## PROBLEM
Your task is to copy the listing exactly. Drop any pictures from the copy.

## PROVIDED MATERIAL
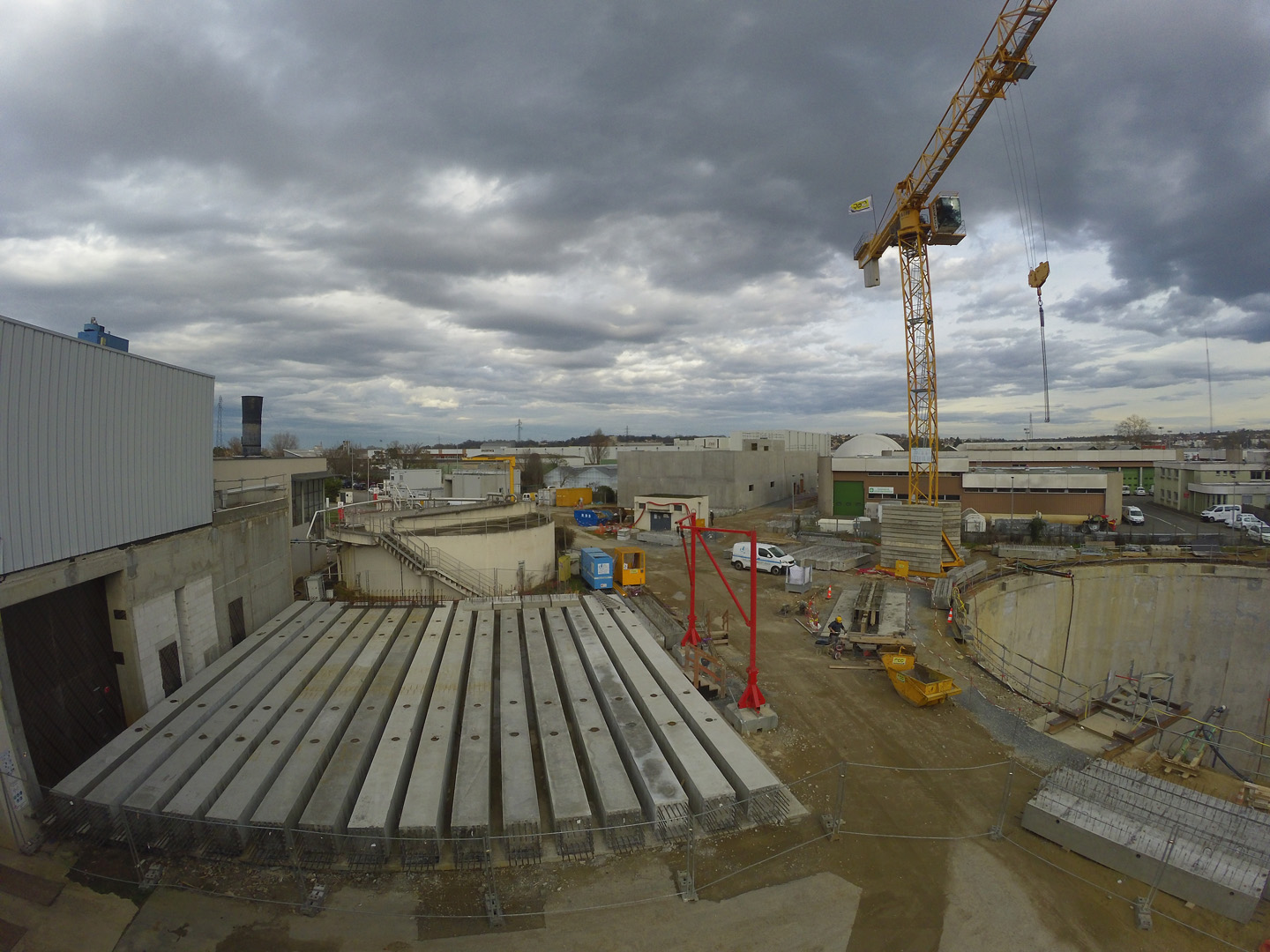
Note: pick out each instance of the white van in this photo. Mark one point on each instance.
(1222, 513)
(771, 559)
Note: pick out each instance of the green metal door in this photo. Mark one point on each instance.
(848, 499)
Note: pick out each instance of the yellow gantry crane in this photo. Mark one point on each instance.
(923, 219)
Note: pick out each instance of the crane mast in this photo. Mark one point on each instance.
(918, 221)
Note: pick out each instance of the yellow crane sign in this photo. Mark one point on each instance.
(921, 219)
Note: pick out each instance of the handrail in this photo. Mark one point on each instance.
(435, 562)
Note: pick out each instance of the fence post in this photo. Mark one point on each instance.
(998, 830)
(1142, 906)
(687, 877)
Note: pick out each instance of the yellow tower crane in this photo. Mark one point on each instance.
(923, 219)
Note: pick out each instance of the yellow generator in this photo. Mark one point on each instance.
(629, 566)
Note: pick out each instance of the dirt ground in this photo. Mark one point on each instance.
(914, 868)
(918, 894)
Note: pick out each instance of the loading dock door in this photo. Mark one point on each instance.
(848, 499)
(64, 678)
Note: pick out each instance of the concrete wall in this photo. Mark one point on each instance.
(733, 480)
(172, 589)
(1206, 623)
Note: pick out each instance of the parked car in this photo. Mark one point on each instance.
(1222, 513)
(771, 559)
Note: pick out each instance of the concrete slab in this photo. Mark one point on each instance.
(423, 810)
(228, 815)
(374, 819)
(710, 796)
(566, 796)
(759, 791)
(470, 813)
(320, 833)
(666, 802)
(612, 791)
(521, 838)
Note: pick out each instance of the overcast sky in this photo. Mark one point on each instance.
(424, 221)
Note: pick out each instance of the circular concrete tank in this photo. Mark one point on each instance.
(1054, 637)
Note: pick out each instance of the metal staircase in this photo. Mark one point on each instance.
(427, 560)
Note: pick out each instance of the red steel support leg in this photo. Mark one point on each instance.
(753, 697)
(691, 636)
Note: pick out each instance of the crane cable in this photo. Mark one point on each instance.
(1027, 222)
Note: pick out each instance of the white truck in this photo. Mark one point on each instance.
(771, 559)
(1222, 513)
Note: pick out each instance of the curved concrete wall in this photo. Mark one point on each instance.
(1206, 623)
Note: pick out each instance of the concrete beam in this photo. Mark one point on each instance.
(470, 813)
(612, 792)
(276, 816)
(372, 824)
(423, 810)
(566, 796)
(184, 759)
(323, 824)
(666, 804)
(104, 800)
(758, 790)
(710, 795)
(522, 819)
(228, 814)
(93, 770)
(184, 811)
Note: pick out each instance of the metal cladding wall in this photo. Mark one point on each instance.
(101, 449)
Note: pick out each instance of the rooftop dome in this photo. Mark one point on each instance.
(869, 444)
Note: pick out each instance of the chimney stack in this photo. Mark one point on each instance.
(251, 406)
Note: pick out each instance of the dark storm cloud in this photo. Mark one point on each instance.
(616, 205)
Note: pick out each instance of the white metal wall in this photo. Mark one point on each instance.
(98, 449)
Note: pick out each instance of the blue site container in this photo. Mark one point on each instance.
(597, 569)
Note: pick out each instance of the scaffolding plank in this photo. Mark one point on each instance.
(712, 798)
(274, 818)
(614, 795)
(470, 811)
(323, 824)
(228, 814)
(666, 804)
(372, 824)
(423, 810)
(522, 819)
(566, 796)
(758, 790)
(94, 770)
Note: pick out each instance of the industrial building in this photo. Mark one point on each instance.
(759, 472)
(122, 576)
(1000, 482)
(1192, 485)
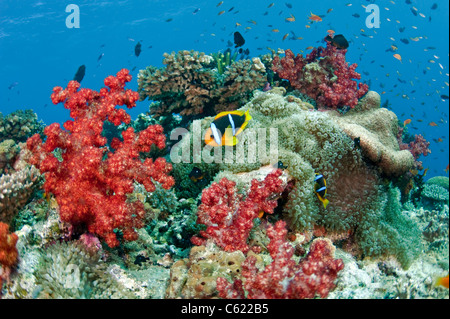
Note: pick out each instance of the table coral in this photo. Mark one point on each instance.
(190, 84)
(323, 75)
(91, 183)
(284, 278)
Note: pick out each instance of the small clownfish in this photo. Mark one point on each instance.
(442, 281)
(280, 165)
(196, 174)
(320, 187)
(225, 127)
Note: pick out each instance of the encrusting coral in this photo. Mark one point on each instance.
(191, 84)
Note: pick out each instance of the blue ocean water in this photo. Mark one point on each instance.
(38, 51)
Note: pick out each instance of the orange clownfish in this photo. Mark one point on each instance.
(225, 127)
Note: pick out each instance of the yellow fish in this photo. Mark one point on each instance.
(225, 127)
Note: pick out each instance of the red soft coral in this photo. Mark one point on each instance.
(91, 183)
(284, 278)
(330, 81)
(229, 219)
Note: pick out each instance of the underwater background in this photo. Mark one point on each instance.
(405, 60)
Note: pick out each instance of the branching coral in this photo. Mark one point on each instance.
(323, 75)
(191, 85)
(91, 183)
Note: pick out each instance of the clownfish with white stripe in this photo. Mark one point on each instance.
(320, 187)
(225, 127)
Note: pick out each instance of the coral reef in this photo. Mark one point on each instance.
(377, 130)
(19, 125)
(16, 190)
(419, 146)
(8, 252)
(91, 190)
(9, 151)
(196, 276)
(228, 217)
(323, 75)
(284, 278)
(435, 193)
(312, 142)
(191, 84)
(70, 271)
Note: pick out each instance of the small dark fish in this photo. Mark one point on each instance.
(280, 165)
(238, 39)
(339, 41)
(80, 74)
(137, 49)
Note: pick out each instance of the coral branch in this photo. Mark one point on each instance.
(90, 184)
(283, 278)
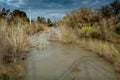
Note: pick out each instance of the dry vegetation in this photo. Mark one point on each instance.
(95, 30)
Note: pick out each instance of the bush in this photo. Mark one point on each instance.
(86, 31)
(13, 40)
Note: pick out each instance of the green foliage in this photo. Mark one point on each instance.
(50, 24)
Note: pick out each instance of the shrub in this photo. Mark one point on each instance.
(67, 36)
(13, 40)
(86, 31)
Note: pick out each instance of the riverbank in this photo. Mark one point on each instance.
(57, 61)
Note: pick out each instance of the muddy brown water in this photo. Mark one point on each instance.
(57, 61)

## RESULT OF THIS EXERCISE
Note: pick out each instance of the white van in this photo. Mark one point on each instance.
(1222, 513)
(771, 559)
Note: pick out each instance of the green metal door in this photo. Mark one point on each instance.
(848, 499)
Note: pick out each instance of the yellow gantry crane in this photo. Mark one point on each instance.
(923, 219)
Note: pick out each instance of the crane mast in this photo. Mark one point on each instance.
(918, 221)
Note: pick out each instance of the yellow crane sign in this photo. Mark one point on each instance.
(921, 219)
Note: pick out each instance of the handrail in this photo. Mark one point on each instance.
(435, 562)
Note: pick out each instance of the fence post in this photo. Mark one point on each instance.
(998, 830)
(1142, 906)
(687, 877)
Note: pick out each instance of the yellow tower crane in this photo. Mark one point on each instance.
(923, 219)
Note: pick out each instance of the yellow generator in this photo. Mark one point on each instance.
(629, 566)
Note: pick out each instance of the dirt ground in this photo. Mark one point on each instance.
(914, 868)
(918, 894)
Note: pick out each instance of the loading dock door in this photo. Mark one point on each instance.
(848, 499)
(64, 678)
Note: pick out each instance of the concrete wall in this photo. Mark one point on each instance.
(733, 480)
(172, 589)
(1206, 623)
Note: pick out each instance of the parked car in this photo. Mark one point on each instance.
(1222, 513)
(771, 559)
Note: pick out each instance of the concrete slab in this photo. Mark one point on each instance.
(423, 810)
(228, 815)
(374, 819)
(710, 796)
(566, 796)
(759, 791)
(470, 813)
(320, 833)
(666, 802)
(612, 791)
(521, 838)
Note: pick out each instance of the overcast sky in this photo. Mark one point on each instance.
(424, 221)
Note: pick out each instance of the circular concrete tank in this photo. Mark one point on each instance.
(1054, 637)
Note: pick out each instance of the metal staircase in this photo. Mark one point on each instance.
(427, 560)
Note: pick out each instance of the red steel support leg in this photo. Mark one point on each instance.
(753, 697)
(691, 636)
Note: pick out each instance of the crane cable in this photo. Mark one point on each instance.
(1027, 222)
Note: pick out each instance of the white truck in this photo. Mark one point on each instance.
(771, 559)
(1222, 513)
Note: pick out each instance of the curved concrete wall in this photo. Mark one point on each instance.
(1206, 623)
Note: pick out each instance of the concrete beam in this photo. Mark one point on each instance.
(470, 813)
(612, 792)
(276, 816)
(372, 824)
(423, 810)
(566, 796)
(184, 759)
(323, 824)
(666, 804)
(104, 800)
(758, 790)
(710, 795)
(522, 819)
(228, 814)
(93, 770)
(184, 811)
Note: pick out each instance of the metal cladding wall in this photo. Mark one point on each instance.
(101, 449)
Note: pick out each instance of the rooftop dome in this photo. Mark one point on each instance.
(869, 444)
Note: pick out each instance of the chimney stack in this photo. Mark one point on each instance.
(251, 406)
Note: pick out each instance of the dark storm cloud in this photo. Mark one point on each instance.
(616, 205)
Note: pick out each instance of the white metal wall in this photo. Mark one point on each instance.
(98, 449)
Note: pick out each instance of the blue site container in this photo. Mark one point on each instance.
(597, 569)
Note: pick out each instance of the scaffolding plank in this photo. Mark one point on each instance.
(712, 798)
(274, 818)
(614, 795)
(470, 811)
(323, 824)
(228, 814)
(666, 804)
(372, 824)
(423, 810)
(522, 819)
(566, 796)
(758, 790)
(94, 770)
Note: pick out each instance of the industrial building in this photo. Mark one point on each instance.
(759, 472)
(122, 576)
(1000, 482)
(1192, 485)
Note: pick out each instance of the table coral in this photo. Mark one point on each instance.
(190, 84)
(323, 75)
(91, 183)
(284, 278)
Note: pick out each instance of the small clownfish in this photo. Mark one point on each instance.
(442, 281)
(280, 165)
(196, 174)
(320, 187)
(225, 127)
Note: pick out each instance of the encrusting coral in this photo. Mark one point on each instance.
(191, 84)
Note: pick out each instance of the blue ocean water in this photo. Mark one point on each instance.
(38, 51)
Note: pick out each instance of the orange clownfish in this photo. Mark one point on each instance.
(225, 127)
Note: pick out each instance of the yellow fish in this photo. Mark one point on each instance.
(225, 127)
Note: pick out each instance of the red soft coral in this photo. Mark one point on each instance.
(91, 183)
(284, 278)
(330, 81)
(229, 219)
Note: pick out each instance of the underwater background in this photo. Mark one point on each instance.
(405, 60)
Note: pick out each instance of the branching coral in this photo. Mark one point on each instance.
(323, 75)
(191, 85)
(91, 183)
Note: pick out each instance of the clownfish with white stripe in this photo. Mark one point on each instance.
(320, 187)
(225, 127)
Note: pick out each instance of the coral reef in this photo. Mark one point on each instance.
(377, 130)
(19, 125)
(16, 190)
(419, 146)
(8, 252)
(91, 190)
(9, 151)
(196, 276)
(228, 217)
(323, 75)
(284, 278)
(435, 193)
(312, 142)
(191, 84)
(70, 271)
Note: pick out each instance of the small dark fish in this photo. Mark one point on each instance.
(280, 165)
(238, 39)
(339, 41)
(80, 74)
(137, 49)
Note: pick out each instance of the coral branch in this photo. Mark one point on each instance.
(90, 184)
(283, 278)
Note: pick out each instance of the dry vegetation in this photo. Mark one point on each instance.
(95, 30)
Note: pick out each instance of the bush in this photo. Mark one point on each instance.
(86, 31)
(13, 40)
Note: pick out each instance of the green foliage in this photo. Mark one point on each instance.
(50, 24)
Note: pick out each instance of the shrub in this photo. Mark one point on each instance.
(67, 36)
(13, 40)
(86, 31)
Note: pick out each instance of the riverbank in this photo. Mark one point on each instance.
(57, 61)
Note: pick out each instance of the muddy brown water in this photo. Mark one point on each instance.
(57, 61)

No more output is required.